### Quoted text
A Tribute to George Resch

Few persons have done as much as George Resch to advance libertarian scholarship. He was a protégé of the outstanding libertarian thinker F. A. "Baldy" Harper and worked with Harper at the William Volker Fund. While working there, he helped Harper establish the Institute for Humane Studies and became part of Murray Rothbard’s inner circle. He became an authority on education and wrote a seminal paper that dissected the concept of equality of opportunity.

Anyone fortunate enough to have met George will be struck immediately by his incisive mind. His intellectual gifts immediately impressed Harper, who lectured at the advanced session of the Freedom School in Colorado that George attended in 1958. (The Freedom School was a program of lectures and seminars run by Robert LeFevre that helped to popularize libertarian ideas. George became aware of the Freedom School through reading an advertisement in National Review.) Harper and George engaged in intense discussions during the weeklong sessions and found they held many ideas in common. Harper, a retired economics professor at Cornell University, did not confine his advocacy of the free market to economic arguments. He embraced a comprehensive philosophy of freedom and rejected the need for government altogether. (Murray Rothbard, who met Harper at the Foundation for Economic Education, later said that Harper was one of the first individualist anarchists he had met.)

When talking to Harper, George mentioned that there were two persons he especially wanted to meet: Murray Rothbard and Aubrey Herbert, a writer for the libertarian magazine Faith and Freedom. Harper informed him that the two people were one and the same: "Aubrey Herbert" was a pen name that Rothbard sometimes used

One issue was particularly important to Harper, and here he found himself in entire accord with George. War was the principal means by which the power of the state has grown: libertarians must, then, oppose a bellicose policy, whatever its ostensible rationale. As Harper noted in In Search of Peace" (1951): "It is frequently argued these days that force must be use to stop aggression before it starts. This is an untenable position. . . Such use of force is never justified, and in engaging in it there has been opened a floodgate of mayhem, which, in its release, can be followed logically to the ultimate obliteration of the human race."

George tells a story — he has anecdotes about nearly everybody — that perfectly illustrates Harper’s point. Frank S. Meyer, an ex-Communist who later became a Senior Editor of National Review, claimed to be a classical liberal. But he saw no inconsistency between defending a minimal state and calling for a preventive nuclear war against Soviet Russia. George protested, and he and Meyer argued. The great Richard Weaver, the author of Ideas Have Consequences, listened to the dispute and said, "I agree with Mr. Resch."

Harper naturally wanted George to become further involved with the libertarian movement, and he was in an excellent position to bring this about. Harper worked for the William Volker Fund, the principal organization at that time that discovered and supported classical liberal scholars. (The Fund, e.g., helped to pay the university salaries of Mises and Hayek.) George accordingly received an invitation to attend a conference, sponsored by the Fund, at Claremont Men’s College in 1959. Arthur Kemp directed the conference, and the principal speakers were Armen Alchian, John Jewkes, and Felix Morley. (Ralph Raico also attended the conference.)

Pointing dataset rows
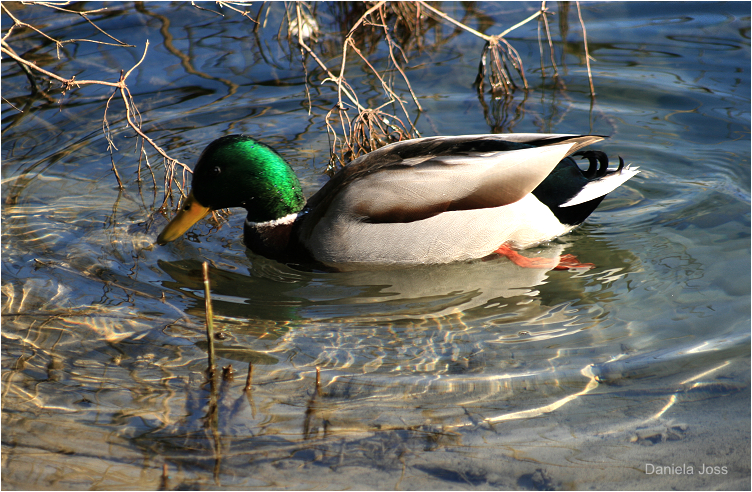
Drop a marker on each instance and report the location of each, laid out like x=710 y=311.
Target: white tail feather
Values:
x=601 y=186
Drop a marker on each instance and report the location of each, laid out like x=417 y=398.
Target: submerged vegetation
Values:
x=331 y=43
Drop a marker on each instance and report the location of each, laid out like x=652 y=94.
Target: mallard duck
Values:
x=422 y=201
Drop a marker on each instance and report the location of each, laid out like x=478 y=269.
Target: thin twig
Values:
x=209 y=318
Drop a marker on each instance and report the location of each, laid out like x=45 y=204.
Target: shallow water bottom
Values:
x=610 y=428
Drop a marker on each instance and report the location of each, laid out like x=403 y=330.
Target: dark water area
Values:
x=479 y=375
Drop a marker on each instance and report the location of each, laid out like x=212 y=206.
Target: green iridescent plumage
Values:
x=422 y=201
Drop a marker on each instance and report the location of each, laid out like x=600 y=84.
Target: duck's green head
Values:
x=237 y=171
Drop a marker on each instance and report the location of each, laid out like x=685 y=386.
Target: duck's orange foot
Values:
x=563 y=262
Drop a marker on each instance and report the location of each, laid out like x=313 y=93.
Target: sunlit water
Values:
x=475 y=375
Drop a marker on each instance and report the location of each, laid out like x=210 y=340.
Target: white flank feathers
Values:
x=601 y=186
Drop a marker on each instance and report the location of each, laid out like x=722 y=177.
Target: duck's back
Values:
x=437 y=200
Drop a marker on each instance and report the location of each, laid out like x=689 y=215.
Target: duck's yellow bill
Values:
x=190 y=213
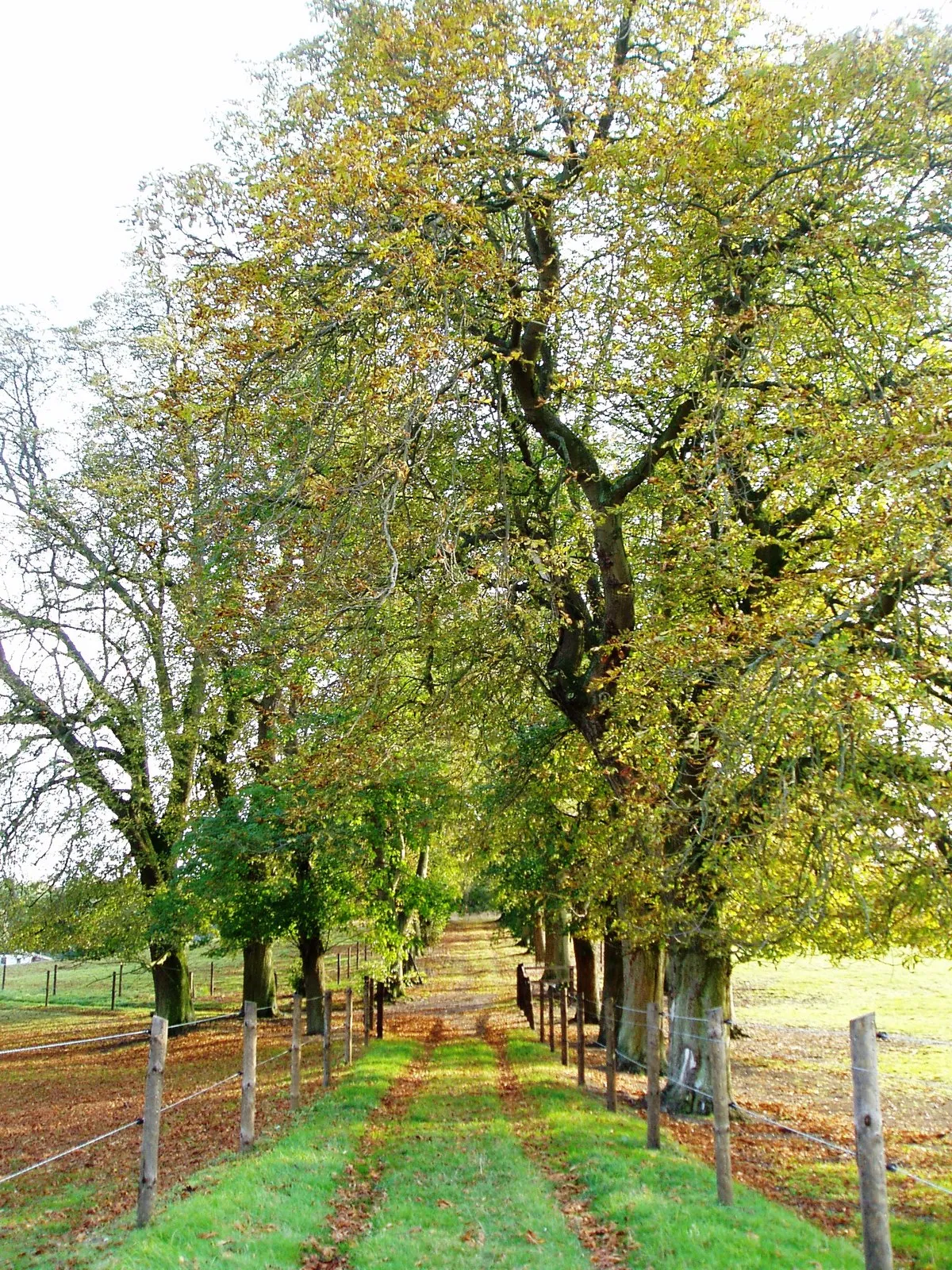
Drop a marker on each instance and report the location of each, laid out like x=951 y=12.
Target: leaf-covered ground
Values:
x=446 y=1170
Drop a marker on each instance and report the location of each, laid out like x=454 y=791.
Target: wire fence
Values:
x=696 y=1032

==

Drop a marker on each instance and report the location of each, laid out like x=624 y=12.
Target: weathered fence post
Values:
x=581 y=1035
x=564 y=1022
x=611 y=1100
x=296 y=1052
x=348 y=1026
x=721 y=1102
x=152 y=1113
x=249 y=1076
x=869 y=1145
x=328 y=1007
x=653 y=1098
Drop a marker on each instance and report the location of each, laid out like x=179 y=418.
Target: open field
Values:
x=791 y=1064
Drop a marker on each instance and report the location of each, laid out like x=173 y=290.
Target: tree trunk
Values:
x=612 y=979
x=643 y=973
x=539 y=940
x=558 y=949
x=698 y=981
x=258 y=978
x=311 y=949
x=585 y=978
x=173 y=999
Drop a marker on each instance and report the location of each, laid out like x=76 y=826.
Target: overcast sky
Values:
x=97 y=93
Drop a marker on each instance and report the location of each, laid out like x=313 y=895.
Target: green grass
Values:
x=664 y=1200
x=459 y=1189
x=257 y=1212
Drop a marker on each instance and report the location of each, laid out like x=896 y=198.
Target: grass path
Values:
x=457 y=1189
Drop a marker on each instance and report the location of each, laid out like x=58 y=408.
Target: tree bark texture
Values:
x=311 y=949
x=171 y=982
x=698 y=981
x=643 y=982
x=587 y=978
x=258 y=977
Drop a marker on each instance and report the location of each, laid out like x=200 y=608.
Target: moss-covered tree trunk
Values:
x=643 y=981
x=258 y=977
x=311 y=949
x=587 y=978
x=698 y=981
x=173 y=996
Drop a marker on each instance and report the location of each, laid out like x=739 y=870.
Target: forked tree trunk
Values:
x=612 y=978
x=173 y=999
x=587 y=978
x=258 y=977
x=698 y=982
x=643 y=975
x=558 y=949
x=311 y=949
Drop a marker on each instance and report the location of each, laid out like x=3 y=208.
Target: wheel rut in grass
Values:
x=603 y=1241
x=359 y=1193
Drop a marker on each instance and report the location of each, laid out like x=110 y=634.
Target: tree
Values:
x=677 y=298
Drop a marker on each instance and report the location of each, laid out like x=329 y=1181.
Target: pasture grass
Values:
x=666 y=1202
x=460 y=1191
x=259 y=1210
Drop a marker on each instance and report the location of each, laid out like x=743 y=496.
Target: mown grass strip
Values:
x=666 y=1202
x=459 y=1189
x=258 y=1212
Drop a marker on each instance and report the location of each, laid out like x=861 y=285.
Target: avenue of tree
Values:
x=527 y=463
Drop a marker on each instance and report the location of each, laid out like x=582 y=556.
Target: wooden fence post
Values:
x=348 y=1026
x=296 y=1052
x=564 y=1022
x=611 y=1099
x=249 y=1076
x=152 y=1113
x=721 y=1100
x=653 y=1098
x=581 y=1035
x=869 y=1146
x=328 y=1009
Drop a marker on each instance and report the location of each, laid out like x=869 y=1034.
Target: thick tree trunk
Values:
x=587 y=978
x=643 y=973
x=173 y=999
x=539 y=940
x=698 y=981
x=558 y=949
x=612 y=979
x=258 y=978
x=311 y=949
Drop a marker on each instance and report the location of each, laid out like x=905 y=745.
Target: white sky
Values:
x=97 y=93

--

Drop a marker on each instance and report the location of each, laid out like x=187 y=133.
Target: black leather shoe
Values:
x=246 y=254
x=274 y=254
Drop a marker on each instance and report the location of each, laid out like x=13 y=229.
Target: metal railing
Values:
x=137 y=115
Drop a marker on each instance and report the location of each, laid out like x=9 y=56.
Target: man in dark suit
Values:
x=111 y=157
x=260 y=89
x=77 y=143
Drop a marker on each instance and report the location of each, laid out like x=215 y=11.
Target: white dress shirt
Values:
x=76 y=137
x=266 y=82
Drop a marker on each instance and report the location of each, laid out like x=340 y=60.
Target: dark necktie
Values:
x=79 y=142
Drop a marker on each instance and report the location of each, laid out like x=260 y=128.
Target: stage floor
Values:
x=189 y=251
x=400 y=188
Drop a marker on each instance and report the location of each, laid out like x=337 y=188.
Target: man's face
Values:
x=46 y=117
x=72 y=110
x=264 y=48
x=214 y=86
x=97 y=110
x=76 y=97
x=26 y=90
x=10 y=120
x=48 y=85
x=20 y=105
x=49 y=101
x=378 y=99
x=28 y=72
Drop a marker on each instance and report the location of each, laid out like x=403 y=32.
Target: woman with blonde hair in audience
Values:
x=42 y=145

### Given task 1
According to the tribute to George Resch, what pen name did Murray Rothbard sometimes use?
### Given task 2
Pick up the tribute to George Resch right after its final sentence and keep writing it.

### Final result 1
Aubrey Herbert

### Final result 2
One of Alchian’s lecture topics was monopoly, but George had heard that another economist held more radically free market views on the subject. This was of course Murray Rothbard, and George telephoned him to ask what he had written about the topic. Rothbard had not yet published his views, but he outlined his main arguments in a long conversation. From this initial contact, a lifelong friendship developed. Rothbard became George’s intellectual mentor, constantly suggesting books and articles for George to read and discussing them with him.

To return to Claremont, George’s intellect and remarkable knowledge again attracted attention. G. Warren Nutter, the noted University of Virginia economist, attended the conference and wrote a very favorable report on George. Results quickly followed. Harper offered George a part-time position with the Foundation for Voluntary Welfare, an organization with close ties to the Volker Fund; and after a short time, he became a researcher and liaison officer with the Fund.

Meanwhile, George graduated from Lawrence College, Wisconsin, in 1960. Here he studied with Herbert Spiegelberg, a philosopher and historian of the phenomenological movement, and Mandell Morton Bober, the author of Karl Marx’s Interpretation of History, a standard critical work. He later did graduate work in history at Indiana University, studying with the Pulitzer Prize winner R. Carlyle Buley. George assisted Buley in a seminar on the historiography of Pearl Harbor. Buley, like George, was a resolute revisionist.

At the Volker Fund, George continued his close ties to Murray Rothbard, and many of Rothbard’s detailed reports on books and articles are addressed as letters to him. The Fund’s primary purpose was to promote the work of classical liberal scholars, and George became an expert talent spotter. He was not easily impressed. I well remember that his enthusiasm for John Gray, an Oxford political theorist for a while much in favor with libertarian groups, was under firm control. Rothbard later said that George had been "prematurely sound on the John Gray question."

Harper strongly supported an extension of the Volker Fund’s mission. He thought there should be a center where classical liberal scholars would be able to conduct research. He and George drew up organization plans, and the center was established with Volker financing. Second only to Harper, George thus ranks as a principal founder of the center in question, the Institute for Humane Studies.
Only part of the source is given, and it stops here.